* [Task objective] Continue the review of Gojira's album L'Enfant Sauvage below, picking up after its last paragraph.

Jun 262012
 

(Here’s the third of our three reviews of L’Enfant Sauvage. For the other two, go here and here.)

Alright, in my pantheon there are three kinds of metal: Fucking brutal, THALL, and Jens Kidman face.

Out of those items, I think it’s safe to say that if the metal in question is so brutal, so warping, and so filthy that it compels your facial muscles to create this expression, it’s the cream of the crop.

Gojira and I have had an odd relationship, in that I’ve never been able to decide whether I like them as a band.  There are aspects of the Gojira sound I’ve always loved: Joe Duplantier’s uninhibited, borderline primal-savagery vocal style, their sense of dissonance, and their dedication to writing some of the most crushing and mangled riffage known to man (“Ocean Planet” anyone?).

However, when they created songs such as many of the tracks on The Way of All Flesh — diving into what I thought was pretentious experimentalism and a focus on melody (which resulted in the music losing its balls, as I heard it), the band derailed itself.  TWOAF is a highly praised album in modern metal circles, but it wasn’t the Gojira I liked, and it may even have been solely responsible for my embitterment toward the band in recent years.

The album still included songs, such as “Toxic Garbage Island”, that spoke of the band who created the heaviest matter in the universe, but not enough of that was to be found on TWOAF.  I found the album to be so overhyped, so praised without persuasive justification that it even kind of soured me on their previous work, which I had enjoyed.

So here I am, confronting my own prejudice and embitterment while taking in Gojira’s new opus L’Enfant Sauvage.

Fuck, is this album brutal. Jens Kidman face.

It would seem Gojira realized the mistake they made on the last album, because the experimentation has been dialed back.  And while the band have retained melodic aspects of TWOAF, it is nicely counterbalanced, with a fittingly even distribution, by the trademark Gojira dissonance and atonality that earned this band their recognition in the first place.

I don’t care if you want to be melodic all day long, so long as you have the brutality and the intensity to back it up.  Gojira not only kick my ass on L’Enfant when they’re throwing down, but I also feel as if I’m being pummeled even by sections that are meant to be ear-pleasing.  When a band can be melodic and still make me feel like I’m the victim of Spetznaz training, then they’ve cemented themselves in the ranks of those I respect and envy for their composition skill.

Just the opener “Explosia” alone is fucking… just… devastating.  Its opening riff, full of harmonic scrapes, angular chords, and the trademark Gojira guitar tone (like getting crushed by a whale in audio) would have been enough, but the song also brings forth a groove that’s a rhythmic jackhammer to the jugular.  The song’s main riff is simple, yet staggeringly effective, with its use of palm-muting and harmonics to create a disorienting chaos.  This is undoubtedly one of the most brutal songs Gojira have ever written.

* [Data section]
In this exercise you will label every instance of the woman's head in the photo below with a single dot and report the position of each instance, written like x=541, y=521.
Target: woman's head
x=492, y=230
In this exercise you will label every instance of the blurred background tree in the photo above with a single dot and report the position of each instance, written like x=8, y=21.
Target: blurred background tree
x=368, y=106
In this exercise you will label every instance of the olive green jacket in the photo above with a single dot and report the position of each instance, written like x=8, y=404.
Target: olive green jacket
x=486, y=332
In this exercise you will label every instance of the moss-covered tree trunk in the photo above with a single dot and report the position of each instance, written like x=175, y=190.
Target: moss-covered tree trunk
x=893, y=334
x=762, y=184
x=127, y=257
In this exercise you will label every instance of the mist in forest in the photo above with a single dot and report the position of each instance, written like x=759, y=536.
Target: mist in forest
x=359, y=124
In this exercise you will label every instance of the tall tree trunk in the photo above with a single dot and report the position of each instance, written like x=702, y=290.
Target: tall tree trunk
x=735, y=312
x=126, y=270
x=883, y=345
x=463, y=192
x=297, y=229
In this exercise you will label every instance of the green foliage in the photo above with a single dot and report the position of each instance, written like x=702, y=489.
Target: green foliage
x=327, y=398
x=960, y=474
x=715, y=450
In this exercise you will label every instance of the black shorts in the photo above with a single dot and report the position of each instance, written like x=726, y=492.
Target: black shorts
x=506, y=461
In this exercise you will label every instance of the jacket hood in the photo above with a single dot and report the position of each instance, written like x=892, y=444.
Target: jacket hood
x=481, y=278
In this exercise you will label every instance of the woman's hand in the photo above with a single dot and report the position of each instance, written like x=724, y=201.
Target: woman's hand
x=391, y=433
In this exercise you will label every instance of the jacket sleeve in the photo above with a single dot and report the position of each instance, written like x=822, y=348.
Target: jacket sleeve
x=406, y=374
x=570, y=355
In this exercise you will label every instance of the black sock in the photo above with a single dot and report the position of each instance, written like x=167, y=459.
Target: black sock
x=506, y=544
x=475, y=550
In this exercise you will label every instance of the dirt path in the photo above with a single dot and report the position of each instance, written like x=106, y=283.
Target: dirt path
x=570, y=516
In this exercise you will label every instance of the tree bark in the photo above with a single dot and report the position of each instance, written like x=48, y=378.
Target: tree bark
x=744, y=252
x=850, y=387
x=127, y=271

* [Response to the task]
The song’s structure is also interesting.  Its first half is a dissonant anvil dropped from a skyscraper, but its latter half, signaled by a significant tempo shift, goes completely melodic, with an outro in the form of a very waltz-y rhythm that brings to mind sailing on a rocking ship as storm-provoked waves batter its hull.  It has a doomy feel, bringing to my mind those nautical doom metallers Ahab.

“L’Enfant Sauvage”, the album’s first single, opens with an explosive groove that really harkens back more to the early 90’s groove metal scene than anything.  Something about this song really hits me in a Machine Head “Burn My Eyes” way.  The song relies on a tried and true 90’s gimmick of soft verse/brutal chorus, but it’s joltingly effective here.  Laid-back chugging underneath a subdued lead builds up nicely to the song’s cacophonous main riff.  The song’s bridge is also killer, full of nasty, spidery chords and those signature Gojira harmonic scrapes, along with some brutal-ass, double-bass-surged tremolo picking.

“The Axe” is a profound, trudging behemoth of a song.  It’s one of the few purely melodic tracks on the album, but that doesn’t stop it from being messy in the best way.  The song’s verse riff plods along with the use of heavily palm-muted chords that are melodic, yet have just enough melodic displacement to make room for dissonance under Joe Duplantier and Christian Andreu’s bludgeoning pick hands.  The whole song is an elongated, sublimely hypnotizing affair.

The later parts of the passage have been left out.